(Beginning of Source data)

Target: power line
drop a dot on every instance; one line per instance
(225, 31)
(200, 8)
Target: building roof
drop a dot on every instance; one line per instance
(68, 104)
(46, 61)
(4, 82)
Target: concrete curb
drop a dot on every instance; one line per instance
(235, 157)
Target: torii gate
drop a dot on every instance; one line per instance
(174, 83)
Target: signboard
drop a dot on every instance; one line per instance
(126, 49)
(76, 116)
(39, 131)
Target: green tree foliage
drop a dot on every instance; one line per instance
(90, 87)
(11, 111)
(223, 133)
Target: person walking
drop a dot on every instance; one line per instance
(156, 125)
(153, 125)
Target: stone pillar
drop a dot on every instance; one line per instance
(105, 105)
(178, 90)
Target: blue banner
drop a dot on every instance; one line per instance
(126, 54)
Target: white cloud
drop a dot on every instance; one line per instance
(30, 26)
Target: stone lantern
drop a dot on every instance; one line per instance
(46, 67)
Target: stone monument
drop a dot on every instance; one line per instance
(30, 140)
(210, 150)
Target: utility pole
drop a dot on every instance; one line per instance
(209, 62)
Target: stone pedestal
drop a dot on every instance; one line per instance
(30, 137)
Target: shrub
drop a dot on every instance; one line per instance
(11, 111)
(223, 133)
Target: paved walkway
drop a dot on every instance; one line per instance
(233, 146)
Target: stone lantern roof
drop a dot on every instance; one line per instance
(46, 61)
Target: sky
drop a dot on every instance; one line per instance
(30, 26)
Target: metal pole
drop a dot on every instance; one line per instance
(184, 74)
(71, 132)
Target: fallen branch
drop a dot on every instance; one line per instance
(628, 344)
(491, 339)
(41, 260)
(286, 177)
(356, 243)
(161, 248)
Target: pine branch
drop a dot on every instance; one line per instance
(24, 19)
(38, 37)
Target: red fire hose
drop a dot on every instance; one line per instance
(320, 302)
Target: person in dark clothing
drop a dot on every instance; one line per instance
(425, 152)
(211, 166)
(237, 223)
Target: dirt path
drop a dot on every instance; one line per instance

(End of Source data)

» What you need to do
Would you write down every record again, exactly?

» Response to this task
Target: power line
drop a dot on every instance; one line per instance
(225, 31)
(200, 8)
Target: building roof
drop a dot on every instance; one line per instance
(68, 104)
(46, 61)
(4, 82)
Target: concrete curb
drop a dot on every instance; one line per instance
(235, 157)
Target: torii gate
drop a dot on every instance; one line per instance
(174, 83)
Target: signboard
drop a dot on every instance; one line per instance
(126, 49)
(76, 116)
(39, 131)
Target: green tree foliage
drop a dot on every instance; one line per instance
(90, 87)
(11, 111)
(223, 133)
Target: person walking
drop a dot on every instance; one line per instance
(156, 125)
(153, 125)
Target: stone pillar
drop a dot on every instance; one line per instance
(105, 105)
(178, 90)
Target: blue banner
drop a dot on every instance; one line per instance
(126, 54)
Target: white cloud
drop a dot on every instance; one line per instance
(30, 26)
Target: stone lantern
drop a dot on every instance; one line per instance
(46, 67)
Target: stone monument
drop a dot on every instance; one line per instance
(30, 140)
(210, 150)
Target: utility pole
drop a dot on every instance; one line per instance
(209, 62)
Target: stone pedestal
drop a dot on every instance; one line per instance
(30, 137)
Target: shrub
drop a dot on every instance; one line per instance
(11, 111)
(223, 133)
Target: paved walkway
drop a dot on every instance; one line per instance
(233, 146)
Target: stone lantern roof
drop a dot on every instance; one line per instance
(46, 61)
Target: sky
drop a dot on every instance; one line per instance
(30, 26)
Target: metal pole
drop a dot on every instance; one line per instance
(184, 74)
(71, 132)
Target: fallen branch
drop a dot on every instance; one line per instance
(628, 344)
(491, 339)
(41, 260)
(286, 177)
(356, 243)
(161, 248)
Target: pine branch
drop a dot on every instance; one line per instance
(24, 19)
(38, 37)
Target: red fire hose
drop a dot on every instance; one line per instance
(320, 302)
Target: person in dark clothing
drop a dot on every instance; one line per instance
(425, 152)
(211, 166)
(237, 223)
Target: dirt path
drop a dot on every instance; one line per instance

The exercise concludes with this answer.